* **Exercise goal**
Please transcribe, exactly and only, the lines of the records below from the one holding "Task: indicate the woman in purple" to the very end.

Stored dataset items
────────

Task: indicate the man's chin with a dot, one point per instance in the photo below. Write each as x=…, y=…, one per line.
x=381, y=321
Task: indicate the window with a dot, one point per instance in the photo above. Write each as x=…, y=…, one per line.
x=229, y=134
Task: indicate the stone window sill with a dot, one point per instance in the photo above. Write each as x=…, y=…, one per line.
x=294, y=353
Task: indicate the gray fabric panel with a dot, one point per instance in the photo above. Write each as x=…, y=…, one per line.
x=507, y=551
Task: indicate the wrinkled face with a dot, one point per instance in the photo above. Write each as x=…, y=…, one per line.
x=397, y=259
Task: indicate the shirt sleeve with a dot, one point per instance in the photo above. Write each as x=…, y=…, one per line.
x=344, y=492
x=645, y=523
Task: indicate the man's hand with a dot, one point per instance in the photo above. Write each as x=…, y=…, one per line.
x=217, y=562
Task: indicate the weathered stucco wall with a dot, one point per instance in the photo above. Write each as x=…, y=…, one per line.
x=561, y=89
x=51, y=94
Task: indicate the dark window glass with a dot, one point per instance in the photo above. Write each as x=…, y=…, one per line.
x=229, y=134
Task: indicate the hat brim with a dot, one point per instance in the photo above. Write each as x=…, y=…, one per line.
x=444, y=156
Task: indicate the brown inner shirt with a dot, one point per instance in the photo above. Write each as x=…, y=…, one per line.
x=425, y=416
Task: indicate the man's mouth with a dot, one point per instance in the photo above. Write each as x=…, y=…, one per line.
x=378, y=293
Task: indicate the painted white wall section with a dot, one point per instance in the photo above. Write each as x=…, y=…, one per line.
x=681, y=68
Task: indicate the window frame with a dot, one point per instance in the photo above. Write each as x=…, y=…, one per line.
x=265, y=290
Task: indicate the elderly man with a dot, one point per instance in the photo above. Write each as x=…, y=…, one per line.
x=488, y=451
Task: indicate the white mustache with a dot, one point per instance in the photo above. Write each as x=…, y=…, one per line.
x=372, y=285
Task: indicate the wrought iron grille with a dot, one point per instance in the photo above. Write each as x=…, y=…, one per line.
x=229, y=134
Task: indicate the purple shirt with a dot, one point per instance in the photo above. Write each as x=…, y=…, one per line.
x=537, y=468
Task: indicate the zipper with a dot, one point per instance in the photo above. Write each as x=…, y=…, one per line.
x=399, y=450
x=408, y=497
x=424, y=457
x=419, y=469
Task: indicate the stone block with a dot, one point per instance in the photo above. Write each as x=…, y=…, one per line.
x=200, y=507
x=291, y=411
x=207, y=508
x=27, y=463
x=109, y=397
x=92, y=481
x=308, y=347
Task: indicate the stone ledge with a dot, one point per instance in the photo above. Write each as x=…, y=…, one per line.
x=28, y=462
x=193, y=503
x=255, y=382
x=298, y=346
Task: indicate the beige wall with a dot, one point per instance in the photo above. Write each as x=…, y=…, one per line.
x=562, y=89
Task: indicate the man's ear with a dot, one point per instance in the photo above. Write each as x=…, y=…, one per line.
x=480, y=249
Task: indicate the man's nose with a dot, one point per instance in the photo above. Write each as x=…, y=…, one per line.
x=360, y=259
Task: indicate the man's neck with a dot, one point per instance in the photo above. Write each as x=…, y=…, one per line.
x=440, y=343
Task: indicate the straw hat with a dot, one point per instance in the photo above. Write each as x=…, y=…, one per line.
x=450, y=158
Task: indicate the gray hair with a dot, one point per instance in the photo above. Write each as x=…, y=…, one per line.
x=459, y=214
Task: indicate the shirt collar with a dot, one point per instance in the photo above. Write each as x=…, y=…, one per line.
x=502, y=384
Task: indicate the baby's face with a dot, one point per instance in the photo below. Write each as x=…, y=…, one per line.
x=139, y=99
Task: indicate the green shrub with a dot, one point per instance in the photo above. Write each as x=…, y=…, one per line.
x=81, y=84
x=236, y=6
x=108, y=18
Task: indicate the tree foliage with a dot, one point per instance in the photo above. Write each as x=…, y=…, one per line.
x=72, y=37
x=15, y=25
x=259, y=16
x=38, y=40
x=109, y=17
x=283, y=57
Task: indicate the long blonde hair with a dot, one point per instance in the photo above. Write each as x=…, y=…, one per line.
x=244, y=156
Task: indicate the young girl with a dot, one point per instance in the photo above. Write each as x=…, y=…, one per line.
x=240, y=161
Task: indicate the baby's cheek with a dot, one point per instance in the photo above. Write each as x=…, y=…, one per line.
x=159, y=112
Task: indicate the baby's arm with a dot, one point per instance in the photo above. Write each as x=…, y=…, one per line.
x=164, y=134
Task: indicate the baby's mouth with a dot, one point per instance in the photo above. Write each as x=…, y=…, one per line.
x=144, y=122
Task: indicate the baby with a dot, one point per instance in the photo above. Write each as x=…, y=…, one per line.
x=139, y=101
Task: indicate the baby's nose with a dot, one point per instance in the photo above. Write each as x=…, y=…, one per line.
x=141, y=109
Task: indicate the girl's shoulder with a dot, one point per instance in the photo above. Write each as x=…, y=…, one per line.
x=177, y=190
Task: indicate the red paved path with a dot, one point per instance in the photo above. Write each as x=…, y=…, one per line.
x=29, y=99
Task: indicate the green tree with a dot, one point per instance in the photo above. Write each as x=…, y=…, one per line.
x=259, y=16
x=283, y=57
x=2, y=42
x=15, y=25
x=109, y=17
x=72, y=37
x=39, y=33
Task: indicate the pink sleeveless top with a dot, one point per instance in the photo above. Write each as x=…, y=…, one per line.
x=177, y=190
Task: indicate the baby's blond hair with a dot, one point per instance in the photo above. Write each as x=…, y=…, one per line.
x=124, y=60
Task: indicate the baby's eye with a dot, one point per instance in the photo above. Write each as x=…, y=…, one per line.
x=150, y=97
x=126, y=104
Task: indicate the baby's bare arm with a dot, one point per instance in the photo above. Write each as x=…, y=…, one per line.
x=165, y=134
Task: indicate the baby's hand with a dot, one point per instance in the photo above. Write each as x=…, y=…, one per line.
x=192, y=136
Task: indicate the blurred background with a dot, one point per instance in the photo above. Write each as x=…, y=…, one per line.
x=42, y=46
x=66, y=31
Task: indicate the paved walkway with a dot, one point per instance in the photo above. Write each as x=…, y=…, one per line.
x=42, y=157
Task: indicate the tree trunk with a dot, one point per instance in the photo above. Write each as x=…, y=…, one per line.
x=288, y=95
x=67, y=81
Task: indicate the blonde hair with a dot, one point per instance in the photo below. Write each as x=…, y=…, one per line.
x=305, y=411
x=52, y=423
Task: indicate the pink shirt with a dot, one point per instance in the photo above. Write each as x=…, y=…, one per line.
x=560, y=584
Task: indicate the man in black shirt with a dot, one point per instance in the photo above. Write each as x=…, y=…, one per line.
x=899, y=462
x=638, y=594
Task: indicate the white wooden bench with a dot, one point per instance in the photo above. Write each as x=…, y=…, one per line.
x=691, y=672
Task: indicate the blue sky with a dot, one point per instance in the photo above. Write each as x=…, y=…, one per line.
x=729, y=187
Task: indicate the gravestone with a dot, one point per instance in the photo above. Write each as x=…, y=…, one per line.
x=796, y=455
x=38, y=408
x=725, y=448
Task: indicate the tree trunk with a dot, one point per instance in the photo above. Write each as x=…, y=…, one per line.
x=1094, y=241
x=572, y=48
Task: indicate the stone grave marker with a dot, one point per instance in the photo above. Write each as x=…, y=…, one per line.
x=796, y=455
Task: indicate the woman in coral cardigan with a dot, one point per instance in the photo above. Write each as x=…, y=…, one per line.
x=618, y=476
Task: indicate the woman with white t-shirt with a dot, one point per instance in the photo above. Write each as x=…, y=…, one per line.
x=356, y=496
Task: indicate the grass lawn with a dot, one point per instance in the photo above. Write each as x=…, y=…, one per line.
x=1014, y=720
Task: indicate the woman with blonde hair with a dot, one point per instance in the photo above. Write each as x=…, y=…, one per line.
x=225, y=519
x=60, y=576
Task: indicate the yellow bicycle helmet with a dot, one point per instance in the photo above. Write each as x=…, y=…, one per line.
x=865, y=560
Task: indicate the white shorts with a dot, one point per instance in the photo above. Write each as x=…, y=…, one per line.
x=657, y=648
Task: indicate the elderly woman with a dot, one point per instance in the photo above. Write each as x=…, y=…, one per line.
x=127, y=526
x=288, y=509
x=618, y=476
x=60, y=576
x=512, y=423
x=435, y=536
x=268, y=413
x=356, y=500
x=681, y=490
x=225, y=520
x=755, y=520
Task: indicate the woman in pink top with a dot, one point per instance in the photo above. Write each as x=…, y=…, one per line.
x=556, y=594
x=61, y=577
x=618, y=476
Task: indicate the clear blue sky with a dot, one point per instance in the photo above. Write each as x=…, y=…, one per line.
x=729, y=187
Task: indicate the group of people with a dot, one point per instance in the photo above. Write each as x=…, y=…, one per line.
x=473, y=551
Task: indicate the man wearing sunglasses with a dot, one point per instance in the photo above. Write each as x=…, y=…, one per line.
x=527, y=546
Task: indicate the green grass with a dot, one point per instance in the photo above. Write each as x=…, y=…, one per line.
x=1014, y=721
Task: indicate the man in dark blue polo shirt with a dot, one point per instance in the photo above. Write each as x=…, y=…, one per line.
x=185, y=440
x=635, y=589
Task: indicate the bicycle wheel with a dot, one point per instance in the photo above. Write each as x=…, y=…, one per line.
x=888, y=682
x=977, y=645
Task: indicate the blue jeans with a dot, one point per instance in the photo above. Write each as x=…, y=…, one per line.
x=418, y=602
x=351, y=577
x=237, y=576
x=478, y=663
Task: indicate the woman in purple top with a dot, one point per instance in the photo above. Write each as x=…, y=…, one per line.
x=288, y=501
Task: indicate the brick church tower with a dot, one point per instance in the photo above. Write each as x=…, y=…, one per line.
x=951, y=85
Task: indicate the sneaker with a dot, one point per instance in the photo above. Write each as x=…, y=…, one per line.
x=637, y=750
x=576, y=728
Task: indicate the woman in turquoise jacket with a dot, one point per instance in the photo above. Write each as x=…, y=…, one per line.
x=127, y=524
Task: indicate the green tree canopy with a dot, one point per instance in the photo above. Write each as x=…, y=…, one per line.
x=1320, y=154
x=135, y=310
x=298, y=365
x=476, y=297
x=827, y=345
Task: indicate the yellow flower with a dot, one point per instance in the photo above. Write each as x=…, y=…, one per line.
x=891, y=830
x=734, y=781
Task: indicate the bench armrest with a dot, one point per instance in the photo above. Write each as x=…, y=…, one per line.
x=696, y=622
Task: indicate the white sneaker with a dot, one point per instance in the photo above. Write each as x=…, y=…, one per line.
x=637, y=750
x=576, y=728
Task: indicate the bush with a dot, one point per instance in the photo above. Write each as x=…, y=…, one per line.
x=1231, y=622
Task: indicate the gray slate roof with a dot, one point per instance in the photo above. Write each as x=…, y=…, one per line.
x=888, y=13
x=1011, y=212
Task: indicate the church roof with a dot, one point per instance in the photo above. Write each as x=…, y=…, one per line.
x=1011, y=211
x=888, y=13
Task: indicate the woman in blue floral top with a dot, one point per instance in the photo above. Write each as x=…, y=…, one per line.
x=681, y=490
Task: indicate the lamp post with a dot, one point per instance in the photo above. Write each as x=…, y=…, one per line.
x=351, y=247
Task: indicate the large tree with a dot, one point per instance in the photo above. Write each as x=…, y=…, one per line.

────────

* **Output of the exercise**
Task: indicate the woman in purple top with a dot, one point per instance in the photo above. Write each as x=…, y=…, one per line.
x=288, y=501
Task: indicate the brick church tower with a dot, one point per instance in the photo above. Write each as x=…, y=…, one per line.
x=951, y=85
Task: indicate the sneaker with a dot, one point per instance in the photo above. Write each as x=…, y=…, one per line.
x=637, y=750
x=576, y=728
Task: indicate the woman in turquoise jacket with a dot, one point per instance in the photo above. Write each as x=…, y=…, one per line.
x=127, y=524
Task: indicate the green tree canopy with a dot, one point per instance in the photo above. Write each as x=…, y=…, one per line.
x=1320, y=154
x=135, y=310
x=298, y=365
x=476, y=297
x=827, y=345
Task: indicate the yellow flower with a dot, one point per instance in the photo above. Write each as x=…, y=…, one per line.
x=891, y=830
x=734, y=781
Task: indicate the bench armrest with a dot, one point per instance in the photo above. Write each as x=…, y=…, one per line.
x=696, y=622
Task: indicate the white sneaker with a dot, one point per instance in the photo above. Write each as x=…, y=…, one per line.
x=637, y=750
x=576, y=728
Task: indicate the bush with a dot, one point per instance in the photo above. Write each as x=…, y=…, one per line.
x=1231, y=622
Task: indicate the gray slate roof with a dot, one point per instance in the photo above. Write each as x=…, y=…, one per line.
x=888, y=13
x=1011, y=212
Task: indicate the church roof with a dot, one point per instance in the photo above. Write each as x=…, y=…, one per line.
x=1011, y=211
x=888, y=13
Task: indicate the woman in blue floral top with a dot, one point per instance in the photo above. Write each as x=…, y=…, one per line.
x=681, y=490
Task: indicate the lamp post with a dot, one point per instance in the photo above. Write each as x=…, y=…, one per line.
x=351, y=247
Task: indicate the large tree with a dot, one point per instance in the photo above. Write each as x=…, y=…, one per line.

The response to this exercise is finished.